OBJECTIVE>
Report how many lines in the material below contain the word "wooden". Give only the number.

[Bounding box annotation entries]
+ + + +

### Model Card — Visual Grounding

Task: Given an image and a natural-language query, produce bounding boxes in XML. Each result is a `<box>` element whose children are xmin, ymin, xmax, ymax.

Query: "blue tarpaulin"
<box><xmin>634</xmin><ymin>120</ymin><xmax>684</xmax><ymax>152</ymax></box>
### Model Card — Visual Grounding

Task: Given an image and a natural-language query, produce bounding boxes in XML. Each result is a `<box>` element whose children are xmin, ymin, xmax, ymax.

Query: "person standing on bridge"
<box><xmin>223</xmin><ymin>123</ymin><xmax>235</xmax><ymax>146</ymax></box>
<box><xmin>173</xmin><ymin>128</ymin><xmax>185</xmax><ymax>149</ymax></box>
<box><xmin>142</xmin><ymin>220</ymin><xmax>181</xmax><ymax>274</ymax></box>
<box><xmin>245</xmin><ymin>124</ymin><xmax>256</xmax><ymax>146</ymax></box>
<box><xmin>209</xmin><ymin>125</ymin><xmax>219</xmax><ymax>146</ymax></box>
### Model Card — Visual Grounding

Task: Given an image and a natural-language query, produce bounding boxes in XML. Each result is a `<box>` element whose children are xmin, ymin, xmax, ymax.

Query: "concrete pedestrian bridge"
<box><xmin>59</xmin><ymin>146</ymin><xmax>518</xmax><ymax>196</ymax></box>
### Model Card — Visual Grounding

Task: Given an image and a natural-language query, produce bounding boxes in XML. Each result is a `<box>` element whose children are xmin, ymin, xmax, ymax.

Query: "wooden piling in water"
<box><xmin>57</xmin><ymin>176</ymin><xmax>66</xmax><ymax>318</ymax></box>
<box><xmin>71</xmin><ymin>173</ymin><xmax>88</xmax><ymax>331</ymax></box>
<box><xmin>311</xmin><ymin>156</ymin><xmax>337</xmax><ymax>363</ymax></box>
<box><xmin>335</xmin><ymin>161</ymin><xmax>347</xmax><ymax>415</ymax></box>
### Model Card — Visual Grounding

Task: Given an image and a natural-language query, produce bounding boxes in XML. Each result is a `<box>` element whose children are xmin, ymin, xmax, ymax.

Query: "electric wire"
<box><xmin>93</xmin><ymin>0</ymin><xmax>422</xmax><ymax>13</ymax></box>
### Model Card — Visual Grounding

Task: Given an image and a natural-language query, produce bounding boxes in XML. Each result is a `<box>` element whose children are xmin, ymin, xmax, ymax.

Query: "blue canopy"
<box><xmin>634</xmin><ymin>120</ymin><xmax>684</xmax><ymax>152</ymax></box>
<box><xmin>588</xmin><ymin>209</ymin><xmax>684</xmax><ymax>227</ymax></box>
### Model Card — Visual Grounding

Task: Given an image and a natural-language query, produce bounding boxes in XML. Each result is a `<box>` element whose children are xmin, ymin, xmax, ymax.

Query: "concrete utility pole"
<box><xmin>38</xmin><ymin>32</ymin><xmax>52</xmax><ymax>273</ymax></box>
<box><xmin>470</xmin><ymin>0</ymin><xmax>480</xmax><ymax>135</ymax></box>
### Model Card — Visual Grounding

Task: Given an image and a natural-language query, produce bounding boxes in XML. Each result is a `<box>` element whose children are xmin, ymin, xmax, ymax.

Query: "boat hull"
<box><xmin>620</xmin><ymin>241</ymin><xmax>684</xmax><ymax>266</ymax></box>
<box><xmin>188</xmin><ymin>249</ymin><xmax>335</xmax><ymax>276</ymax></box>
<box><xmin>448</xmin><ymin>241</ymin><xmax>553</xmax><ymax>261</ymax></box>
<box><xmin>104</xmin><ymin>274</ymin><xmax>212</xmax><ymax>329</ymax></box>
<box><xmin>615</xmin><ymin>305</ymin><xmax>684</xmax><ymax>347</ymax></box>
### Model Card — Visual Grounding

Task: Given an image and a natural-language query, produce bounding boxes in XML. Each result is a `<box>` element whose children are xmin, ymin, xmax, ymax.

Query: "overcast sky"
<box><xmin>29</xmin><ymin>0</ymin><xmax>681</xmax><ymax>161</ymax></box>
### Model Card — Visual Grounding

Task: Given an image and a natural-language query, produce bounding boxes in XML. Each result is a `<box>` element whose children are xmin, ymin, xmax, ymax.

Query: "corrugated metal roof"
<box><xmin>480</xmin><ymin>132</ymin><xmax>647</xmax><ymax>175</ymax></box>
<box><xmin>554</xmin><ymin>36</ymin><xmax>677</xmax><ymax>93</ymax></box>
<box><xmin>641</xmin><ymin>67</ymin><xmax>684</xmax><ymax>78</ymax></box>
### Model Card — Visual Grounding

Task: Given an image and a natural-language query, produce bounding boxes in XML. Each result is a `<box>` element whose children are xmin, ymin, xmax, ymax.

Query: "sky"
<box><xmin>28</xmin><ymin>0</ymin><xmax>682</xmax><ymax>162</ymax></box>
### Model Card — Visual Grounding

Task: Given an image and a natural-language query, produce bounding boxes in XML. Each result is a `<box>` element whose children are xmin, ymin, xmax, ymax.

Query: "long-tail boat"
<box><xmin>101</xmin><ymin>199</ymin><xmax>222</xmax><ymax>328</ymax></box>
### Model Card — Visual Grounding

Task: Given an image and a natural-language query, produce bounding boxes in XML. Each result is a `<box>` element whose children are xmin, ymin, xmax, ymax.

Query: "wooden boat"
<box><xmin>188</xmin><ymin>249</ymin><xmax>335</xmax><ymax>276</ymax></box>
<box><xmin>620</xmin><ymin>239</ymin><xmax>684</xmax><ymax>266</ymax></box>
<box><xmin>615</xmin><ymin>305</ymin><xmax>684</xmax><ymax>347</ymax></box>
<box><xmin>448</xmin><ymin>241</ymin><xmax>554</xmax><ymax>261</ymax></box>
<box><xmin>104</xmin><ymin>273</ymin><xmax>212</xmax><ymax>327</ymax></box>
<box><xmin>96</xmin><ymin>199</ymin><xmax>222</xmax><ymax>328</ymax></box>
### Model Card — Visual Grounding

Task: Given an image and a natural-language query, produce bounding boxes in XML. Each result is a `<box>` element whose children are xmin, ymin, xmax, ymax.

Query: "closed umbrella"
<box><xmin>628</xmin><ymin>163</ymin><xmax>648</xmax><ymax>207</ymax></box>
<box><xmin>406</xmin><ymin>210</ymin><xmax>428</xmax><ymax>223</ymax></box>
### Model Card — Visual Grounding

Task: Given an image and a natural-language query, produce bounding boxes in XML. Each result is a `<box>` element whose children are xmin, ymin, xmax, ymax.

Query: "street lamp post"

+ + + +

ANSWER FOR THE TASK>
2